### Available data:
- - - - - - -

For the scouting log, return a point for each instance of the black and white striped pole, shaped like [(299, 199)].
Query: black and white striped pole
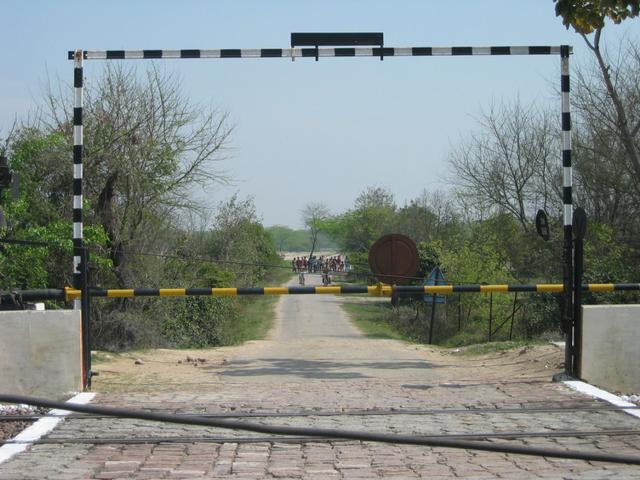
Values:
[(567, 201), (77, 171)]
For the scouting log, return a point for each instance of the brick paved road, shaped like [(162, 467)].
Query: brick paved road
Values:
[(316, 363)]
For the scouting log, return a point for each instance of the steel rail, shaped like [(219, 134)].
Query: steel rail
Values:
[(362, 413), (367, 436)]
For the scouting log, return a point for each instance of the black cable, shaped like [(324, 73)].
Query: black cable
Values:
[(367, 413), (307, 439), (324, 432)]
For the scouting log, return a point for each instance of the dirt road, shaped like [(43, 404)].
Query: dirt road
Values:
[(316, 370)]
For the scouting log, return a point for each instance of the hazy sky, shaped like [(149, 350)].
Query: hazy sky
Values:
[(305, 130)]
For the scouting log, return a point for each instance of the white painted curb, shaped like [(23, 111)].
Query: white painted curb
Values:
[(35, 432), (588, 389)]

- - - - - - -

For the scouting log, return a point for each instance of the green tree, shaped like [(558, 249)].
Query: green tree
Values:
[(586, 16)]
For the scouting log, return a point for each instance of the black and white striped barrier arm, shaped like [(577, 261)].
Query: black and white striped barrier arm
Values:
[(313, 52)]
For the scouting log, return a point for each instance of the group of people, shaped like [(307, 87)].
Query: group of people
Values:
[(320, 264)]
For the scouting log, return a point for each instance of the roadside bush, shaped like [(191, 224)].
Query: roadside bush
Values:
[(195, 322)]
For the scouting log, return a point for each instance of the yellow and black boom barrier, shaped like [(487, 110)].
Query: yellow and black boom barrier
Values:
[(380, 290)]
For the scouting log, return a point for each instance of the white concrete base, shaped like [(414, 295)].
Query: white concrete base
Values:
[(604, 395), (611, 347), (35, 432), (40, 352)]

- - - - - - -

### Problem details:
Give the number of lines in the material above where the word "bush" appears, without any other words.

### Task answer:
2